What you have to do:
Copy the post on searching by file attributes between "I was able to use" and "get that, too).", inclusive, changing "copyright field" to "comment field".

Text extract:

File search for "other" attributes

I am in the process of upgrading this computer to the Anniversary update for Windows 10. It gave me a message saying that I might have music files that were created with DRM that is tied to my installation (and apparently they are going to break it, so nice of them). So, I went to my trusty DOPUS to find all of the protected files on my computer.

I was able to use the advanced search, but I could find no way to tell the search to only show me files with a specific attribute (not an attribute in the directory entry, but an attribute in the file itself). It seems like it would be a fantastic improvement to the search tool if I could search by essentially any attribute you allow me to put into the Details view (in this case I'm looking at the /Music/Protected attribute).

I was able to solve this by sorting the search results by the protected attribute (it's a boolean value), but I could think of others that would be much harder to handle this way (having to look through hundreds of files manually). For example, what if I wanted to search my music library for MP3 files with specific text in the copyright field? How cool would that be (and slow, I get that, too).

Also, I ran DOPUS file search side-by-side with the program I've been using for years, TreeSize Professional File Search, and it was interesting. Both programs ran the search in similar time (finding only 172 files out of 1.45 million files on two drives). There were four files that DOPUS didn't find but TreeSize did (turns out the directories the files were in had a botched owner setting, Microsoft Messaging-related files, of course). There were 17 files that DOPUS found but TreeSize did not. I still don't know why this is (I don't see anything special about the files).

Thanks for a great product.

I just had another thought. I haven't really played with the JavaScript macros in DOPUS, but maybe there is a way I could iterate over the search results and remove files that don't match the attributes I care about? I tried modifying a sample script to walk through audio files in a directory, but I really can't figure out the metadata object. The documentation says, "The AudioMeta object is retrieved from the Metadata.audio or Metadata.audio_text properties." but I couldn't get it to work.

Listed records:

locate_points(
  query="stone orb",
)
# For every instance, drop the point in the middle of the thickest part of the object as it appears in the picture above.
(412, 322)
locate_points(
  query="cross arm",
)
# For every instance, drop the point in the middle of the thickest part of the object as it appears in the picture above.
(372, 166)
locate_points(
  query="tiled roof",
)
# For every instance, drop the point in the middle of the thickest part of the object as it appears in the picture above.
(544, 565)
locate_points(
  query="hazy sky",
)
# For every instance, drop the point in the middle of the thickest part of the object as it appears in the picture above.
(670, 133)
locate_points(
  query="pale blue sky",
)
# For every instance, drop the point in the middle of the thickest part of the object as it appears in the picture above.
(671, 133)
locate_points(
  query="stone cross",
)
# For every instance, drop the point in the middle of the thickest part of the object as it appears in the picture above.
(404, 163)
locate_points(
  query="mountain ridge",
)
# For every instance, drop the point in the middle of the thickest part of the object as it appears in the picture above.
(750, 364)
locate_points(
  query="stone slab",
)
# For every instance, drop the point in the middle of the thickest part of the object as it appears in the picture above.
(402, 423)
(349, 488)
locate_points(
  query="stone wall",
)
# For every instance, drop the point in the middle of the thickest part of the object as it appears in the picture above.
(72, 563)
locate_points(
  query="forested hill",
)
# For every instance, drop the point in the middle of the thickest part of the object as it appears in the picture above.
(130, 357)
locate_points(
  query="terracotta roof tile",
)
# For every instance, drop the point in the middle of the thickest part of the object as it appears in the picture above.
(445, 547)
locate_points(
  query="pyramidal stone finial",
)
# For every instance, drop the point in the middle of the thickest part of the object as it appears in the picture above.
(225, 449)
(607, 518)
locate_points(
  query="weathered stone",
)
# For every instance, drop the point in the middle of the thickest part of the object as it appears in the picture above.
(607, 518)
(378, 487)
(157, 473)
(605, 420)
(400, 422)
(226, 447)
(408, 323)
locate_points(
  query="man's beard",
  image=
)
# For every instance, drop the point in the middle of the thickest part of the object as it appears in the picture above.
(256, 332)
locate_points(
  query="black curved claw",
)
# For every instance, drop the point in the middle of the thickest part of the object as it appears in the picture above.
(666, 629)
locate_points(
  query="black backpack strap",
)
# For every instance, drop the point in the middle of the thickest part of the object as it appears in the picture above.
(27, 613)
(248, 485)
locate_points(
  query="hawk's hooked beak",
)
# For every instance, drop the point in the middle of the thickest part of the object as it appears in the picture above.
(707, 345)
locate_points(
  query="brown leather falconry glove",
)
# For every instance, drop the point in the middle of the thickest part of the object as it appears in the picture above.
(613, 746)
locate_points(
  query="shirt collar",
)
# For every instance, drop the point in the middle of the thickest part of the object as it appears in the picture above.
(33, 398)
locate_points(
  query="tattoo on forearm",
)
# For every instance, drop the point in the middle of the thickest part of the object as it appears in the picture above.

Answer below:
I was able to use the advanced search, but I could find no way to tell the search to only show me files with a specific attribute (not an attribute in the directory entry, but an attribute in the file itself). It seems like it would be a fantastic improvement to the search tool if I could search by essentially any attribute you allow me to put into the Details view (in this case I'm looking at the /Music/Protected attribute).

I was able to solve this by sorting the search results by the protected attribute (it's a boolean value), but I could think of others that would be much harder to handle this way (having to look through hundreds of files manually). For example, what if I wanted to search my music library for MP3 files with specific text in the comment field? How cool would that be (and slow, I get that, too).